Report each line below that contains the string "brown", copying every such line in full. Case counts.

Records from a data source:
•••••

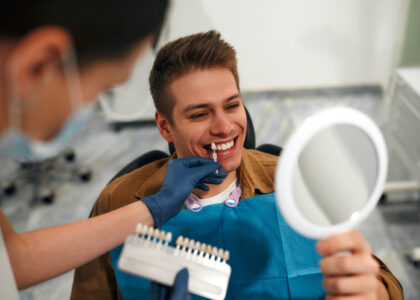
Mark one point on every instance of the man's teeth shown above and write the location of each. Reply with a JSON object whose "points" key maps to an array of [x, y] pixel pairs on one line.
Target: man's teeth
{"points": [[221, 147]]}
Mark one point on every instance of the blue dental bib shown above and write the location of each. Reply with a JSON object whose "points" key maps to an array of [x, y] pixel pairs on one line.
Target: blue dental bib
{"points": [[268, 259]]}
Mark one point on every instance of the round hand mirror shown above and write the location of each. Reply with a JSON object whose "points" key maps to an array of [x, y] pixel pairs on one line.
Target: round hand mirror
{"points": [[331, 172]]}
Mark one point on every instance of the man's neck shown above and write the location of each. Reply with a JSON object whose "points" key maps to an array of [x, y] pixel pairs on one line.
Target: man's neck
{"points": [[215, 189]]}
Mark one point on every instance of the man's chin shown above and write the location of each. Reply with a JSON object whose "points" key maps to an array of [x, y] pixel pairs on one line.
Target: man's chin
{"points": [[229, 167]]}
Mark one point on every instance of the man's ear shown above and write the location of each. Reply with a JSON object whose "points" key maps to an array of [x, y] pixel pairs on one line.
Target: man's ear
{"points": [[36, 58], [164, 126]]}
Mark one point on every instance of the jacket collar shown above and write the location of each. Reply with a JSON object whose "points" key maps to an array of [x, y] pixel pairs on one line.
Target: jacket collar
{"points": [[253, 177]]}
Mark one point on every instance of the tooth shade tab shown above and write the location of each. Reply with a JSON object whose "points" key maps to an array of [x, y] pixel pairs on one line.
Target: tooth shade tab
{"points": [[224, 146]]}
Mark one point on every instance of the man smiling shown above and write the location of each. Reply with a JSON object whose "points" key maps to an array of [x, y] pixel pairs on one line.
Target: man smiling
{"points": [[195, 86]]}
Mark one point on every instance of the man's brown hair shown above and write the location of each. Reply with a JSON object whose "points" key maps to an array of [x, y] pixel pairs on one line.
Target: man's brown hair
{"points": [[194, 52]]}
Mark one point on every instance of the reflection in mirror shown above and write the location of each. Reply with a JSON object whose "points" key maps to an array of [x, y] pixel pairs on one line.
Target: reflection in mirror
{"points": [[335, 175]]}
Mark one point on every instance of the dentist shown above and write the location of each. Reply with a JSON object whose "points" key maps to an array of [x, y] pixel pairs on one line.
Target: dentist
{"points": [[42, 84]]}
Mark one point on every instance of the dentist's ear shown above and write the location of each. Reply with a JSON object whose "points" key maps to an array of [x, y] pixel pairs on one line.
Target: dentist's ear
{"points": [[36, 58], [164, 126]]}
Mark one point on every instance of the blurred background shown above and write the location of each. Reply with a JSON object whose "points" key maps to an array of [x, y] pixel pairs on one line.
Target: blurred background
{"points": [[295, 57]]}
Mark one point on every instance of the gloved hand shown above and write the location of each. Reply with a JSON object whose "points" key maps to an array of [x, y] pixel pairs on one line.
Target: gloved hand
{"points": [[178, 292], [182, 176]]}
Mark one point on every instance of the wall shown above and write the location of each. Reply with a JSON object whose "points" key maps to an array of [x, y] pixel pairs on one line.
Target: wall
{"points": [[301, 43]]}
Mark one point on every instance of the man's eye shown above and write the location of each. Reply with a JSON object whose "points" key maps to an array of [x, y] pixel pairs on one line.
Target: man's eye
{"points": [[233, 106], [198, 115]]}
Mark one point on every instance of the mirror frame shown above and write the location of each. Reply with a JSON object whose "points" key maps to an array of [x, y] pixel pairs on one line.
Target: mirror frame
{"points": [[289, 158]]}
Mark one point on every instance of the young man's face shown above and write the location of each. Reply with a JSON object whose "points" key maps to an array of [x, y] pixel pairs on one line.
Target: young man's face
{"points": [[208, 109]]}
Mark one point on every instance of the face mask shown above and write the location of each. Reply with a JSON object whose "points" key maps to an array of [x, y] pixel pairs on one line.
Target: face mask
{"points": [[43, 150], [15, 144]]}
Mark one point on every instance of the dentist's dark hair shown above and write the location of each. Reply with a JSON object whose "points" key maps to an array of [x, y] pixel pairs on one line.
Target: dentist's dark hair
{"points": [[194, 52], [101, 29]]}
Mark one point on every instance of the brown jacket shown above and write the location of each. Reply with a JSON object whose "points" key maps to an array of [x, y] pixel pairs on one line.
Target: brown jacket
{"points": [[96, 279]]}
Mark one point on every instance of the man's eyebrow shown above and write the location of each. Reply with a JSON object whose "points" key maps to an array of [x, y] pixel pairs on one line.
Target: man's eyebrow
{"points": [[233, 97], [192, 107], [205, 105]]}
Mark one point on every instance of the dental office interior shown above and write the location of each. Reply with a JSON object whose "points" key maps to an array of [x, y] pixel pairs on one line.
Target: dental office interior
{"points": [[295, 58]]}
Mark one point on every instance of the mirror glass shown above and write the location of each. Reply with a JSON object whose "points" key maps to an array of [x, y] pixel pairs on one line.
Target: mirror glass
{"points": [[331, 172], [334, 175]]}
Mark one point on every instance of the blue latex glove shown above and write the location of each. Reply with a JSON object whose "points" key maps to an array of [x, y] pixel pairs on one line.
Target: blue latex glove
{"points": [[178, 292], [182, 176]]}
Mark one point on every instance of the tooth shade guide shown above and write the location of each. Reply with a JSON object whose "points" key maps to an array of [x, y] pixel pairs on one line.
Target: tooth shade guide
{"points": [[155, 260]]}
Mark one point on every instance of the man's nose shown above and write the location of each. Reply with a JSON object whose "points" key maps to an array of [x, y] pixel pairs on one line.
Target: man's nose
{"points": [[221, 125]]}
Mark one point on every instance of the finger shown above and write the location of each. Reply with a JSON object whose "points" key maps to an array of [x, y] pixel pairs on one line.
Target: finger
{"points": [[205, 170], [180, 290], [201, 186], [194, 161], [351, 264], [350, 297], [211, 180], [348, 285], [350, 241]]}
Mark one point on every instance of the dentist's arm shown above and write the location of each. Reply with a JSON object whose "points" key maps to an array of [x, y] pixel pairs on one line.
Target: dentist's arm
{"points": [[42, 254]]}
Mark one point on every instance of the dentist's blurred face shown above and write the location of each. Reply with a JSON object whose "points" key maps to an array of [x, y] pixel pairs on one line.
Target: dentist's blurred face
{"points": [[208, 109], [48, 103]]}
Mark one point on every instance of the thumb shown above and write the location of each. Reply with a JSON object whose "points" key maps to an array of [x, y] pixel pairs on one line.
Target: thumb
{"points": [[180, 290]]}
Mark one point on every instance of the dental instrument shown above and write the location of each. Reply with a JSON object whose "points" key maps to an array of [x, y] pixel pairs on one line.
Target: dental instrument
{"points": [[213, 148], [207, 278]]}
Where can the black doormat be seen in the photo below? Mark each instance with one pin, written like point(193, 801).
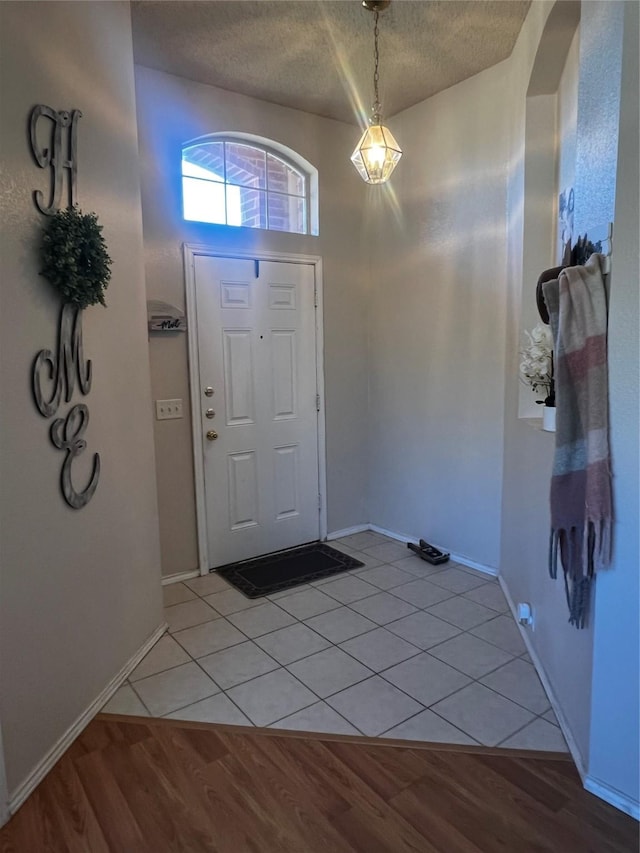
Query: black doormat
point(286, 569)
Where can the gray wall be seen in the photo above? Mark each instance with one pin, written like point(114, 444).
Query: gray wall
point(615, 750)
point(565, 653)
point(80, 590)
point(437, 322)
point(171, 111)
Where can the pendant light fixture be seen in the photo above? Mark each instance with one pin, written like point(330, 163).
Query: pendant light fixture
point(377, 154)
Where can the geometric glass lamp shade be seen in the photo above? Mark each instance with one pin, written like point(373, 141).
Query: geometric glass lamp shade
point(377, 154)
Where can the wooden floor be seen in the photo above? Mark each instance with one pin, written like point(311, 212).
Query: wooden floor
point(134, 785)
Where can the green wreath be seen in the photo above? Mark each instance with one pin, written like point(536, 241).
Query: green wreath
point(75, 258)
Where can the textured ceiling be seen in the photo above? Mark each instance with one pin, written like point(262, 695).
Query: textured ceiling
point(317, 55)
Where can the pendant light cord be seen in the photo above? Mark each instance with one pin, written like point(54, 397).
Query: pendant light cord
point(376, 77)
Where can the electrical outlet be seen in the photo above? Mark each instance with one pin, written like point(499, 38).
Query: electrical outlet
point(168, 409)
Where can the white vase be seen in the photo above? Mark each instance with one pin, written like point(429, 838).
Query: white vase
point(549, 418)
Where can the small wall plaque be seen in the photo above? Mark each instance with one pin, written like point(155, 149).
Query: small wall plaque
point(163, 317)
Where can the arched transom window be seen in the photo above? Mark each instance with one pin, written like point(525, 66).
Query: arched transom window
point(237, 181)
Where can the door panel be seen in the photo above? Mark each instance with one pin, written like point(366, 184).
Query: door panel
point(257, 350)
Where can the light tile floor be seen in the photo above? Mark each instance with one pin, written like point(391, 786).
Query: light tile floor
point(397, 648)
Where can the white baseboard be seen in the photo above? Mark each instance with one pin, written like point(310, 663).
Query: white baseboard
point(472, 564)
point(179, 577)
point(348, 531)
point(542, 675)
point(612, 796)
point(456, 558)
point(41, 769)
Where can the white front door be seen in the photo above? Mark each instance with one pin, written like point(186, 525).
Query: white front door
point(256, 333)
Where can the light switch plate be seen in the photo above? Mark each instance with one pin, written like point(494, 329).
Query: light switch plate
point(168, 409)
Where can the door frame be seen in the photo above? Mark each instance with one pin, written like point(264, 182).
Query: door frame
point(190, 252)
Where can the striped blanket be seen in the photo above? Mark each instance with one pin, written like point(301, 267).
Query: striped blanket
point(581, 505)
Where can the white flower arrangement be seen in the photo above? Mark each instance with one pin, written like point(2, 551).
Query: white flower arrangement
point(536, 367)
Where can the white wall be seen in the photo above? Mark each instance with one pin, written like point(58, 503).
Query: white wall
point(615, 749)
point(436, 349)
point(171, 111)
point(80, 589)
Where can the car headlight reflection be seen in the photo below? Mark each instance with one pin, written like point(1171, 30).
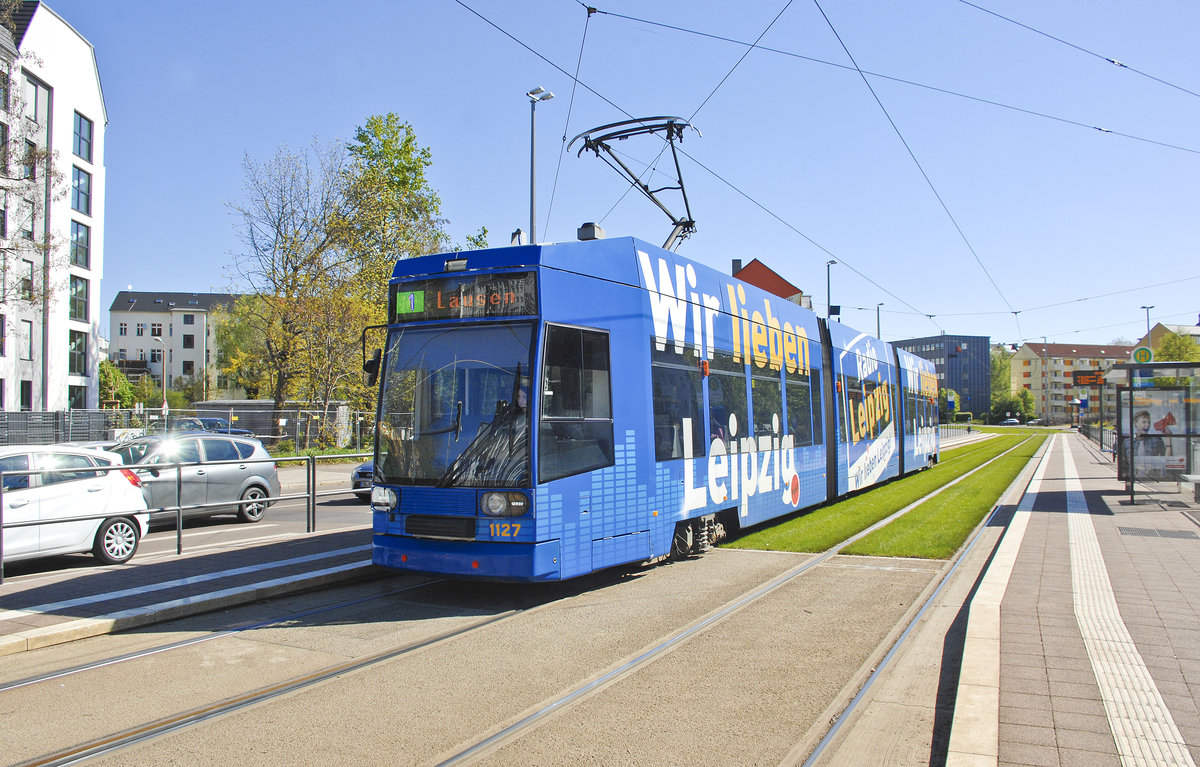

•••••

**Expected answer**
Mark one point on every instance of the man's brown hair shown above and write the location of each. Reply with a JSON object whose "points" key maps to an array of [x, y] pixel pairs on one line.
Target: man's brown hair
Mark one point on every instance of the brown jacket shown above and write the location of each. Reply with a JSON object whose "points" key maps to an array of [x, y] pixel pairs on one line.
Target: brown jacket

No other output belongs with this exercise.